Il n'y a pas de bonne ou de mauvaise adaptation, il y en a des fidèles et d'autres qui s'éloignent plus ou moins du matériau d'origine. Et la qualité d'un film, issu d'une adaptation cinématographique, pour moi, ne se base nullement sur ce critère. Qu'il s'appuie sur un scénario adapté ou sur un scénario original, un bon film, c'est généralement une globalité d'enjeux forts, de personnages et de relations entre ces derniers bien creusés, pour donner de la consistance et de l'émotion, ainsi que, pourquoi pas, une ou plusieurs thématique(s) bien traitée(s). Évidemment, il faut, en supplément, une distribution et une mise en scène qui soient à la hauteur. Si un film arrive à offrir tout cela, il est réussi.


Bon, je n'ai pas vu le diptyque Pathé des Trois Mousquetaires pour une raison précise : vous confiez de l'or à Martin Bourboulon, il vous le transforme en caca. Papa ou Maman a un sujet possédant un beau potentiel pour être une comédie subversive, avec un côté méchant et peu politiquement correct pour bien tacher ? Il défèque un machin inoffensif, bien consensuel, aux caractères mal définis. Eiffel promet de déchirer en évoquant, avec un budget conséquent, une prouesse ingénierique et humaine époustouflante ? Il défèque une romance ultra-stéréotypée, débile et bien larmoyante entre deux jeunes gens qui ont grandi ensemble, mais avec le type du couple qui a l'âge d'être le père de son amoureuse. Bref, j'ai préféré arrêter les dégâts face à un tel "talent" pour la nullité la plus abyssale.

» Données fournies
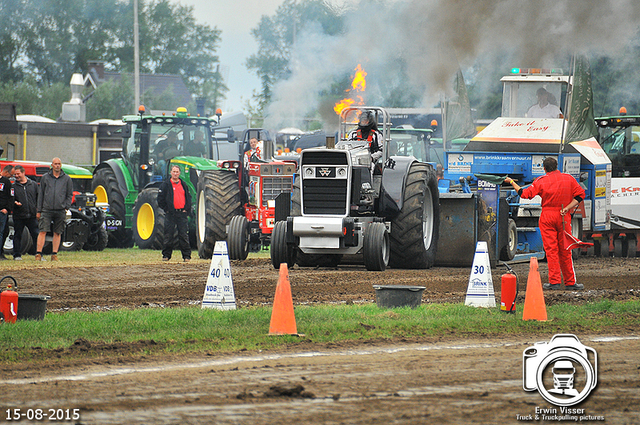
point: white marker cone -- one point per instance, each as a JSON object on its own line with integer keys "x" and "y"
{"x": 218, "y": 293}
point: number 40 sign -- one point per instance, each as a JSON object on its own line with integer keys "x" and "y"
{"x": 218, "y": 293}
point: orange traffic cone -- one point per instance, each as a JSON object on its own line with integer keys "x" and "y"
{"x": 283, "y": 320}
{"x": 534, "y": 308}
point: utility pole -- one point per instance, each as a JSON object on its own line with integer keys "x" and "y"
{"x": 136, "y": 57}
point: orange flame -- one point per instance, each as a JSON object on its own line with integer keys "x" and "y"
{"x": 358, "y": 85}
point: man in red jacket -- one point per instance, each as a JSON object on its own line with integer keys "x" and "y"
{"x": 560, "y": 193}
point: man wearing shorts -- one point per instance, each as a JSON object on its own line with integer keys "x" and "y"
{"x": 54, "y": 199}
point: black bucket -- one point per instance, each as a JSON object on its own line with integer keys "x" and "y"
{"x": 391, "y": 296}
{"x": 32, "y": 307}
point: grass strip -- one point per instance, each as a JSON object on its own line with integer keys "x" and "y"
{"x": 192, "y": 329}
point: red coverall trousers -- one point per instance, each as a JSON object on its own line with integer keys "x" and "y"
{"x": 557, "y": 190}
{"x": 558, "y": 258}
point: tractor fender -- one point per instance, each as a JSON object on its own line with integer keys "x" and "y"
{"x": 116, "y": 167}
{"x": 394, "y": 175}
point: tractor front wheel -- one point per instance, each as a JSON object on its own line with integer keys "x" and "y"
{"x": 238, "y": 238}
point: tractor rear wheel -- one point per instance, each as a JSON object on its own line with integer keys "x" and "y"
{"x": 376, "y": 247}
{"x": 238, "y": 238}
{"x": 296, "y": 208}
{"x": 414, "y": 231}
{"x": 27, "y": 241}
{"x": 148, "y": 220}
{"x": 281, "y": 252}
{"x": 105, "y": 186}
{"x": 218, "y": 195}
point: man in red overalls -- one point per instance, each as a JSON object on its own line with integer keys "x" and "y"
{"x": 560, "y": 193}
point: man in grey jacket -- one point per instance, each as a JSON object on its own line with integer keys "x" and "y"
{"x": 54, "y": 199}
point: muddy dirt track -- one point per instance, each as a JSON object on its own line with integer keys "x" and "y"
{"x": 434, "y": 380}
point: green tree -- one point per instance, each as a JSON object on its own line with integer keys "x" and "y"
{"x": 276, "y": 36}
{"x": 112, "y": 99}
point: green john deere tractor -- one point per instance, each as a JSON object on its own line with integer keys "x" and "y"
{"x": 151, "y": 145}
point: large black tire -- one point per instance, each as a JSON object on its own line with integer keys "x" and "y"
{"x": 97, "y": 241}
{"x": 218, "y": 201}
{"x": 281, "y": 252}
{"x": 105, "y": 186}
{"x": 238, "y": 238}
{"x": 509, "y": 250}
{"x": 414, "y": 231}
{"x": 148, "y": 221}
{"x": 376, "y": 247}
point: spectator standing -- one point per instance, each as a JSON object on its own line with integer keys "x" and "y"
{"x": 174, "y": 199}
{"x": 25, "y": 210}
{"x": 560, "y": 193}
{"x": 6, "y": 201}
{"x": 54, "y": 199}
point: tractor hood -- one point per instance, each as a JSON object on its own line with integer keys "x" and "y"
{"x": 536, "y": 135}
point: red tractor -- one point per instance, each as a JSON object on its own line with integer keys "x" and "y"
{"x": 261, "y": 182}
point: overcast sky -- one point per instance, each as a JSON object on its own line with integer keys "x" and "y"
{"x": 235, "y": 18}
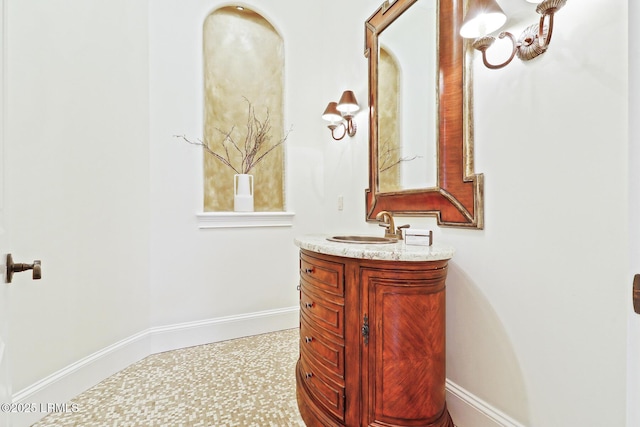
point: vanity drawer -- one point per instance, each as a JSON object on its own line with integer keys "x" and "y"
{"x": 325, "y": 275}
{"x": 321, "y": 313}
{"x": 325, "y": 351}
{"x": 326, "y": 391}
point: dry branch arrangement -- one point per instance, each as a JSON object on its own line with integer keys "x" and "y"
{"x": 254, "y": 149}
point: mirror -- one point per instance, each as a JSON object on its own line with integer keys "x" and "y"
{"x": 407, "y": 91}
{"x": 420, "y": 133}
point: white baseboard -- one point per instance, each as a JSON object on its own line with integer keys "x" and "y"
{"x": 63, "y": 385}
{"x": 468, "y": 410}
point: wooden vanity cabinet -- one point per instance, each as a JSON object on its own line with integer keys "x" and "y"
{"x": 372, "y": 342}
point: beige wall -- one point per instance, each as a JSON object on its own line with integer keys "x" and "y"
{"x": 243, "y": 63}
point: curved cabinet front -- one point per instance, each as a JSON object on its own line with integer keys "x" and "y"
{"x": 372, "y": 342}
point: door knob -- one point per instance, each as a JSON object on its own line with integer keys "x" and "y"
{"x": 636, "y": 293}
{"x": 18, "y": 267}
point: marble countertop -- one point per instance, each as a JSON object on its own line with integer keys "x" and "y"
{"x": 377, "y": 251}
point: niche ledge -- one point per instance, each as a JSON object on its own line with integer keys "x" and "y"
{"x": 244, "y": 219}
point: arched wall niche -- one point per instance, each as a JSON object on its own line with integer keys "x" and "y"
{"x": 243, "y": 60}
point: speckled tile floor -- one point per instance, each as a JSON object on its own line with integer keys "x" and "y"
{"x": 244, "y": 382}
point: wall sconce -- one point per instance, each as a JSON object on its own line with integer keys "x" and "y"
{"x": 341, "y": 114}
{"x": 486, "y": 16}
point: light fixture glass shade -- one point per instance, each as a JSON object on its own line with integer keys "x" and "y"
{"x": 331, "y": 113}
{"x": 348, "y": 103}
{"x": 483, "y": 17}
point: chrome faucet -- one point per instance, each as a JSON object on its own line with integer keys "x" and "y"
{"x": 388, "y": 223}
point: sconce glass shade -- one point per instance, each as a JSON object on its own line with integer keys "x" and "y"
{"x": 348, "y": 103}
{"x": 331, "y": 113}
{"x": 483, "y": 17}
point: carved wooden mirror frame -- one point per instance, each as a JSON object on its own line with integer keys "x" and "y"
{"x": 457, "y": 198}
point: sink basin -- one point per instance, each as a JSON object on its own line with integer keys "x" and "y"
{"x": 362, "y": 239}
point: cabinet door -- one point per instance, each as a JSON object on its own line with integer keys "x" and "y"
{"x": 404, "y": 359}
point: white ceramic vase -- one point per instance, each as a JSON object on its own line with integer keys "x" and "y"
{"x": 243, "y": 192}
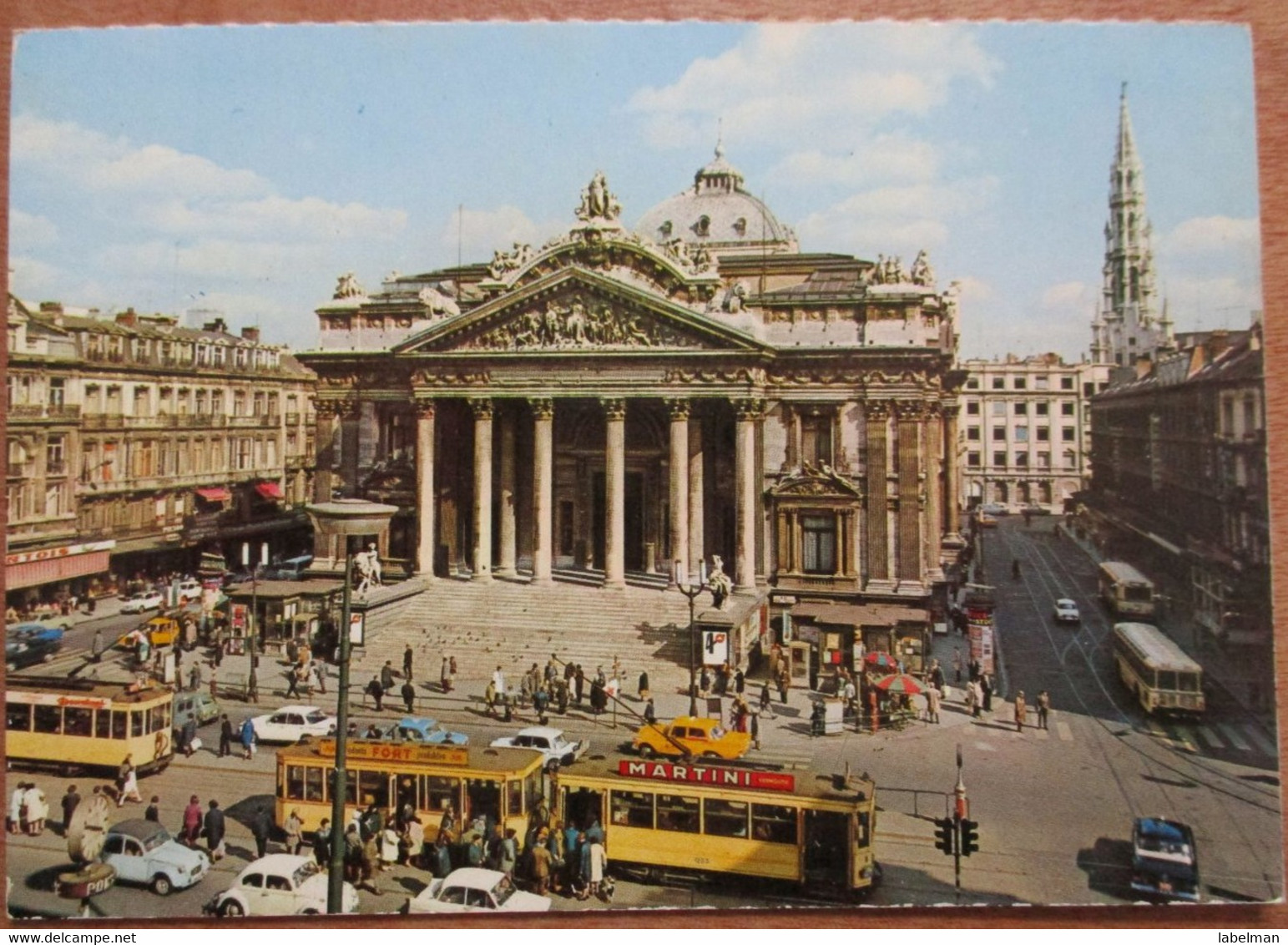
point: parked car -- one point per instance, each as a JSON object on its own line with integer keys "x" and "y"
{"x": 144, "y": 852}
{"x": 473, "y": 890}
{"x": 279, "y": 885}
{"x": 550, "y": 742}
{"x": 1164, "y": 862}
{"x": 28, "y": 644}
{"x": 1067, "y": 612}
{"x": 142, "y": 603}
{"x": 200, "y": 705}
{"x": 160, "y": 631}
{"x": 701, "y": 738}
{"x": 422, "y": 729}
{"x": 293, "y": 722}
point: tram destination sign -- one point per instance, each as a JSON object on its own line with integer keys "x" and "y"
{"x": 706, "y": 774}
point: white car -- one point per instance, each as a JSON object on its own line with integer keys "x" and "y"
{"x": 473, "y": 890}
{"x": 293, "y": 722}
{"x": 142, "y": 603}
{"x": 1067, "y": 612}
{"x": 550, "y": 742}
{"x": 279, "y": 885}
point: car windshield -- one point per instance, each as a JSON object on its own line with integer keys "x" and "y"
{"x": 304, "y": 871}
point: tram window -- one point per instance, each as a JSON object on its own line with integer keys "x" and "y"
{"x": 676, "y": 812}
{"x": 313, "y": 781}
{"x": 633, "y": 809}
{"x": 294, "y": 781}
{"x": 48, "y": 720}
{"x": 725, "y": 818}
{"x": 773, "y": 823}
{"x": 17, "y": 716}
{"x": 78, "y": 721}
{"x": 439, "y": 792}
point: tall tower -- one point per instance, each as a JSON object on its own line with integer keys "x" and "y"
{"x": 1126, "y": 323}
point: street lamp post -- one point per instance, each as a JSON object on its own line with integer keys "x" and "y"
{"x": 346, "y": 518}
{"x": 692, "y": 593}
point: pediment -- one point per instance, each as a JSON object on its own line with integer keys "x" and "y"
{"x": 578, "y": 311}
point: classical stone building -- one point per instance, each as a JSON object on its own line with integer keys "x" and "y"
{"x": 616, "y": 402}
{"x": 134, "y": 444}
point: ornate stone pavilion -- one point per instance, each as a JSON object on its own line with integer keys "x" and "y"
{"x": 614, "y": 402}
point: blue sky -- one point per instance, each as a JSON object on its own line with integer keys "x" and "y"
{"x": 245, "y": 168}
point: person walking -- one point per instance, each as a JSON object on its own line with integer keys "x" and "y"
{"x": 192, "y": 819}
{"x": 70, "y": 802}
{"x": 214, "y": 831}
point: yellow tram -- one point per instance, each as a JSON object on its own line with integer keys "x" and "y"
{"x": 85, "y": 724}
{"x": 500, "y": 784}
{"x": 673, "y": 818}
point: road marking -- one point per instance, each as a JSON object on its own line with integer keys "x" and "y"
{"x": 1210, "y": 736}
{"x": 1235, "y": 740}
{"x": 1260, "y": 740}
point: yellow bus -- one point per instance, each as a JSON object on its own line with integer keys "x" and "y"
{"x": 1124, "y": 590}
{"x": 1161, "y": 675}
{"x": 664, "y": 818}
{"x": 498, "y": 784}
{"x": 75, "y": 725}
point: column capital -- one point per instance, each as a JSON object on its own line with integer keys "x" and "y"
{"x": 749, "y": 408}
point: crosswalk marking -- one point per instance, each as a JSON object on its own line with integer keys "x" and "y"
{"x": 1235, "y": 740}
{"x": 1210, "y": 736}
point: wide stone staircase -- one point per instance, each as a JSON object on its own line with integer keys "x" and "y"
{"x": 515, "y": 624}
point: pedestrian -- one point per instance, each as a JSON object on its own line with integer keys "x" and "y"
{"x": 225, "y": 736}
{"x": 376, "y": 691}
{"x": 260, "y": 828}
{"x": 214, "y": 831}
{"x": 932, "y": 705}
{"x": 70, "y": 802}
{"x": 248, "y": 740}
{"x": 294, "y": 833}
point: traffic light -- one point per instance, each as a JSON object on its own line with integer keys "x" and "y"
{"x": 970, "y": 837}
{"x": 944, "y": 835}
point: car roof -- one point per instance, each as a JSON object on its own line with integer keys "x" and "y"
{"x": 138, "y": 828}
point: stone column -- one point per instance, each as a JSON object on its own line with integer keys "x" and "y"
{"x": 745, "y": 493}
{"x": 427, "y": 543}
{"x": 877, "y": 551}
{"x": 697, "y": 510}
{"x": 679, "y": 524}
{"x": 543, "y": 488}
{"x": 910, "y": 417}
{"x": 505, "y": 508}
{"x": 482, "y": 408}
{"x": 614, "y": 492}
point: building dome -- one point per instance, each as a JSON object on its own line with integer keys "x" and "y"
{"x": 719, "y": 214}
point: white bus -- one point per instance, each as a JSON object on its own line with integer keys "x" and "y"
{"x": 1159, "y": 674}
{"x": 1124, "y": 590}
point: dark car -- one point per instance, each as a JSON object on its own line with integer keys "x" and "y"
{"x": 28, "y": 644}
{"x": 1164, "y": 863}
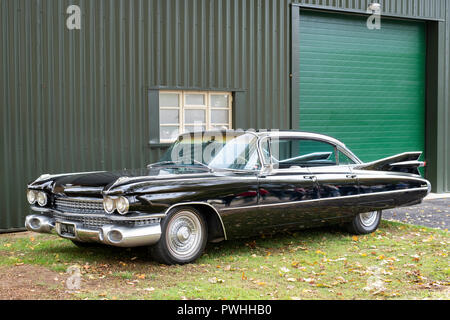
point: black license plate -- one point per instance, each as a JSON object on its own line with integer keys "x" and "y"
{"x": 67, "y": 229}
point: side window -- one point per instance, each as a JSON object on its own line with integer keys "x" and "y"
{"x": 343, "y": 159}
{"x": 288, "y": 152}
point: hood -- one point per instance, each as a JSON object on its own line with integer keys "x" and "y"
{"x": 93, "y": 183}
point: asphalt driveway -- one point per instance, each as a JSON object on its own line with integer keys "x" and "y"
{"x": 434, "y": 213}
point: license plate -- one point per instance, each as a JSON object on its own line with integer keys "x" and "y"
{"x": 67, "y": 229}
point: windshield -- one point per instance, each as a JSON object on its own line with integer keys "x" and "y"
{"x": 214, "y": 150}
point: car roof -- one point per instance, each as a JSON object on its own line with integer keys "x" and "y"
{"x": 271, "y": 133}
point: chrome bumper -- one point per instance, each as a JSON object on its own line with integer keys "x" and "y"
{"x": 115, "y": 235}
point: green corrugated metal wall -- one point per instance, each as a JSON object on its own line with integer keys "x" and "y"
{"x": 363, "y": 87}
{"x": 78, "y": 100}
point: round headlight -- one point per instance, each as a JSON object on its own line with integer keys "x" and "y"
{"x": 31, "y": 196}
{"x": 122, "y": 205}
{"x": 108, "y": 204}
{"x": 41, "y": 198}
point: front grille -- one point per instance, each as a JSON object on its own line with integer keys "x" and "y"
{"x": 96, "y": 222}
{"x": 76, "y": 205}
{"x": 90, "y": 213}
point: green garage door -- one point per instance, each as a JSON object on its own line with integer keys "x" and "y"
{"x": 363, "y": 87}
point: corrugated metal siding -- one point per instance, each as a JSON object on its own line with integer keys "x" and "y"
{"x": 78, "y": 100}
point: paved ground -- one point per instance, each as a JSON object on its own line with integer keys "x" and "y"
{"x": 432, "y": 212}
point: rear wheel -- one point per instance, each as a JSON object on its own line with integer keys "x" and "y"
{"x": 364, "y": 223}
{"x": 183, "y": 238}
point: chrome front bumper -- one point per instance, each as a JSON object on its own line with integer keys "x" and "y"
{"x": 115, "y": 235}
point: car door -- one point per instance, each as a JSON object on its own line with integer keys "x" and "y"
{"x": 288, "y": 193}
{"x": 338, "y": 184}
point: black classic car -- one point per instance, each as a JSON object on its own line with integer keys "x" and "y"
{"x": 218, "y": 185}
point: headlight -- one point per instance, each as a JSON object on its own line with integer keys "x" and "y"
{"x": 122, "y": 205}
{"x": 31, "y": 196}
{"x": 41, "y": 198}
{"x": 109, "y": 205}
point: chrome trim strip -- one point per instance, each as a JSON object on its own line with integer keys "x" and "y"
{"x": 47, "y": 176}
{"x": 76, "y": 199}
{"x": 326, "y": 199}
{"x": 202, "y": 203}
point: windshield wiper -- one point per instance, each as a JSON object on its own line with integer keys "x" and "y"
{"x": 179, "y": 164}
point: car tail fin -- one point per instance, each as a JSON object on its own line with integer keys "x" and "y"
{"x": 403, "y": 162}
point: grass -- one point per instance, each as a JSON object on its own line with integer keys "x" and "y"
{"x": 398, "y": 261}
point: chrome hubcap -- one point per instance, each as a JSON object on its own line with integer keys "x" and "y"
{"x": 184, "y": 235}
{"x": 368, "y": 218}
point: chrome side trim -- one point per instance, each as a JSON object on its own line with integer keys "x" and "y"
{"x": 201, "y": 203}
{"x": 327, "y": 199}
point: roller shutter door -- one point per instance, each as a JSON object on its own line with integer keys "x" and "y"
{"x": 363, "y": 87}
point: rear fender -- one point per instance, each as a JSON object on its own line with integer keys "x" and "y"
{"x": 406, "y": 162}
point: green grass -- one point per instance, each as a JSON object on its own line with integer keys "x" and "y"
{"x": 397, "y": 262}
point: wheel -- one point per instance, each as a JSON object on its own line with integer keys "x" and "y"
{"x": 364, "y": 223}
{"x": 183, "y": 237}
{"x": 80, "y": 244}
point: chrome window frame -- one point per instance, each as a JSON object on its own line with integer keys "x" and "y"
{"x": 338, "y": 145}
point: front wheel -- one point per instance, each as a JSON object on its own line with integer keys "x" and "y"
{"x": 183, "y": 238}
{"x": 364, "y": 223}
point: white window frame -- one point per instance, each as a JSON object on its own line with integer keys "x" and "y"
{"x": 182, "y": 106}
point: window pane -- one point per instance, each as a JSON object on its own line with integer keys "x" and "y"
{"x": 168, "y": 99}
{"x": 194, "y": 128}
{"x": 168, "y": 133}
{"x": 168, "y": 116}
{"x": 195, "y": 99}
{"x": 219, "y": 101}
{"x": 194, "y": 115}
{"x": 219, "y": 116}
{"x": 343, "y": 159}
{"x": 301, "y": 152}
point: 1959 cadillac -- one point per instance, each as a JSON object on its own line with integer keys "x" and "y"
{"x": 217, "y": 185}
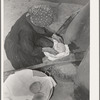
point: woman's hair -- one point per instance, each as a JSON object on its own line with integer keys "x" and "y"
{"x": 41, "y": 15}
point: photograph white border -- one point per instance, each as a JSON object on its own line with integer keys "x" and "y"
{"x": 94, "y": 48}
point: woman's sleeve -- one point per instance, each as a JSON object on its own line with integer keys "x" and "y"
{"x": 27, "y": 41}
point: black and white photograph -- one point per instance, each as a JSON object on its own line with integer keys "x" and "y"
{"x": 46, "y": 50}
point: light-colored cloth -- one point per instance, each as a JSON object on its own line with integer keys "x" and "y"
{"x": 16, "y": 87}
{"x": 63, "y": 51}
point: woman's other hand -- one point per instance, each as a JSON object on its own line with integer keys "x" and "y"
{"x": 50, "y": 50}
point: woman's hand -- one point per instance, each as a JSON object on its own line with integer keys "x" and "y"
{"x": 58, "y": 38}
{"x": 50, "y": 50}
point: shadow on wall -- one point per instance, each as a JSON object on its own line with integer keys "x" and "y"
{"x": 81, "y": 2}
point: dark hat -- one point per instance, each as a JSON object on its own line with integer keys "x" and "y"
{"x": 41, "y": 15}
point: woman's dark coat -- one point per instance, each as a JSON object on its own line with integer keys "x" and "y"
{"x": 23, "y": 44}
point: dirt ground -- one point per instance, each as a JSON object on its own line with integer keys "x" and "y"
{"x": 13, "y": 9}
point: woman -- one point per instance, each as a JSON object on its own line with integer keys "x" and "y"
{"x": 24, "y": 43}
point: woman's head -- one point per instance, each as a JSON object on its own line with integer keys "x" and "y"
{"x": 41, "y": 15}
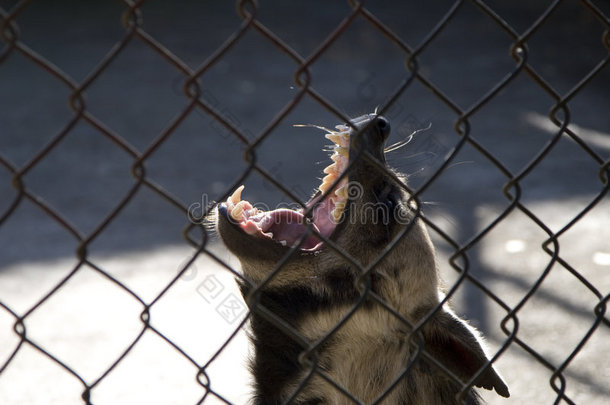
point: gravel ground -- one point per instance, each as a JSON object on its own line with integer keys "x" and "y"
{"x": 90, "y": 321}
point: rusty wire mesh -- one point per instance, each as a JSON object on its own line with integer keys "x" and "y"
{"x": 196, "y": 99}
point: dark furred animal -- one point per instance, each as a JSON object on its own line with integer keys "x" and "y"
{"x": 362, "y": 207}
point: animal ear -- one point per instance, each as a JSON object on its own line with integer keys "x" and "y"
{"x": 456, "y": 345}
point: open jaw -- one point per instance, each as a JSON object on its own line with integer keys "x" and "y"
{"x": 290, "y": 227}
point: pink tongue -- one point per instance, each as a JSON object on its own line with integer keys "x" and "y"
{"x": 288, "y": 225}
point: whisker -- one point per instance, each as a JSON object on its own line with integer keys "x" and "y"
{"x": 404, "y": 142}
{"x": 313, "y": 126}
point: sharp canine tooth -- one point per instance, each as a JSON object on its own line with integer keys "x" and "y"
{"x": 342, "y": 191}
{"x": 341, "y": 151}
{"x": 237, "y": 211}
{"x": 236, "y": 196}
{"x": 331, "y": 169}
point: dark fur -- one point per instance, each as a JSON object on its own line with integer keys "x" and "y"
{"x": 313, "y": 292}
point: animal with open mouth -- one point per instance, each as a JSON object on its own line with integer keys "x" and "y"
{"x": 353, "y": 273}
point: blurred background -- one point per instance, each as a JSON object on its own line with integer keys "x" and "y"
{"x": 65, "y": 176}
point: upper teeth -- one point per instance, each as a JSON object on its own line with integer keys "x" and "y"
{"x": 340, "y": 159}
{"x": 238, "y": 208}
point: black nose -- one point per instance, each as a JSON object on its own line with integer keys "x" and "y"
{"x": 383, "y": 126}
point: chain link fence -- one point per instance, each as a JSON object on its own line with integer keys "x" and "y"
{"x": 172, "y": 106}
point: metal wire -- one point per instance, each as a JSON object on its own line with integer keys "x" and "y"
{"x": 197, "y": 235}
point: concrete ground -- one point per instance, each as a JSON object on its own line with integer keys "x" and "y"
{"x": 90, "y": 321}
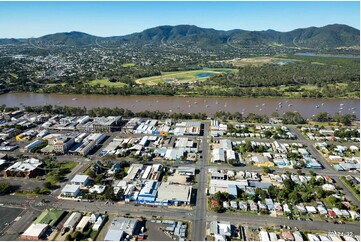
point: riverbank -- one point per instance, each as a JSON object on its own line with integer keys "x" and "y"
{"x": 182, "y": 104}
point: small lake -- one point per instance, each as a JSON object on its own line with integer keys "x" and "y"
{"x": 325, "y": 55}
{"x": 203, "y": 74}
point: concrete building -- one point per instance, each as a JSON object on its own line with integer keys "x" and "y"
{"x": 120, "y": 227}
{"x": 148, "y": 193}
{"x": 106, "y": 124}
{"x": 29, "y": 168}
{"x": 35, "y": 232}
{"x": 83, "y": 224}
{"x": 81, "y": 180}
{"x": 63, "y": 144}
{"x": 171, "y": 194}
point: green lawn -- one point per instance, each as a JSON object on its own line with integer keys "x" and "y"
{"x": 128, "y": 64}
{"x": 106, "y": 82}
{"x": 180, "y": 76}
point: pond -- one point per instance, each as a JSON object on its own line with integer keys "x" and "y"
{"x": 203, "y": 74}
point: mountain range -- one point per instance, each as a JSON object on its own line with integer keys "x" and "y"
{"x": 330, "y": 36}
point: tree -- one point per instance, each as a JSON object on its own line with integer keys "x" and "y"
{"x": 4, "y": 188}
{"x": 266, "y": 170}
{"x": 48, "y": 185}
{"x": 294, "y": 197}
{"x": 322, "y": 117}
{"x": 68, "y": 237}
{"x": 275, "y": 115}
{"x": 77, "y": 236}
{"x": 260, "y": 194}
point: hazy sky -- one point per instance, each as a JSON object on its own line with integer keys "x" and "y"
{"x": 34, "y": 19}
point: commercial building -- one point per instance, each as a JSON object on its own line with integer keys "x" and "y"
{"x": 29, "y": 168}
{"x": 120, "y": 227}
{"x": 63, "y": 144}
{"x": 80, "y": 180}
{"x": 106, "y": 124}
{"x": 171, "y": 194}
{"x": 83, "y": 224}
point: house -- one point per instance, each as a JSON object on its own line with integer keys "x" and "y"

» Travail à réaliser
• A. Résumez plus brièvement, s'il vous plaît, le paragraphe du texte sur les adaptations au cinéma qui commence par « Il n'y a pas de bonne ou de mauvaise adaptation », en conservant ses idées principales.
• B. Recopiez, dans le texte sur les adaptations au cinéma, le passage qui va de « Il n'y a pas » jusqu'à « il est réussi. » inclus.
• C. Reprenez le texte sur les adaptations au cinéma à la suite de sa dernière phrase.
Les données ci-dessus forment un matériau à part, indépendant du texte sur les adaptations au cinéma.

» Réponses dans l'ordre
• A. Une adaptation n'est ni bonne ni mauvaise. Elle est seulement plus ou moins fidèle à l'œuvre d'origine, et ce critère ne fait pas la qualité d'un film. Que le scénario soit adapté ou original, un bon film réunit des enjeux forts ainsi que des personnages et des relations bien creusés, qui lui donnent consistance et émotion. Il peut aussi traiter bien une ou plusieurs thématiques. Il lui faut en outre une distribution et une mise en scène à la hauteur. Un film qui offre tout cela est réussi.

• B.
Il n'y a pas de bonne ou de mauvaise adaptation, il y en a des fidèles et d'autres qui s'éloignent plus ou moins du matériau d'origine. Et la qualité d'un film, issu d'une adaptation cinématographique, pour moi, ne se base nullement sur ce critère. Qu'il s'appuie sur un scénario adapté ou sur un scénario original, un bon film, c'est généralement une globalité d'enjeux forts, de personnages et de relations entre ces derniers bien creusés, pour donner de la consistance et de l'émotion, ainsi que, pourquoi pas, une ou plusieurs thématique(s) bien traitée(s). Évidemment, il faut, en supplément, une distribution et une mise en scène qui soient à la hauteur. Si un film arrive à offrir tout cela, il est réussi.

• C.
Ce qui fait que Le Comte de Monte-Cristo est ma première confrontation avec le Alexandre Dumas Cinematic Universe. Donc, jusqu'ici, je n'avais rien contre Alexandre de la Patellière et Matthieu Delaporte. D'autant plus que je n'avais pas passé un désagréable moment devant Le Prénom, leur première réalisation.


Ce serait un euphémisme de dire qu'adapter, librement ou non, le monument littéraire, de plus de mille pages, écrit par Dumas, en trois heures, est une chose difficile. Il y a le risque de devoir enchaîner les rebondissements à la vitesse grand V, sans jamais prendre le temps de se poser pour approfondir quoi que ce soit, enjeux, personnages, relations entre ces derniers, thématique(s).

Malheureusement, ici, on marche en plein dedans. Cela s'enchaîne, s'enchaîne et s'enchaîne et... s'enchaîne. Voilà. Cela se résume à un enchaînement à vitesse grand V.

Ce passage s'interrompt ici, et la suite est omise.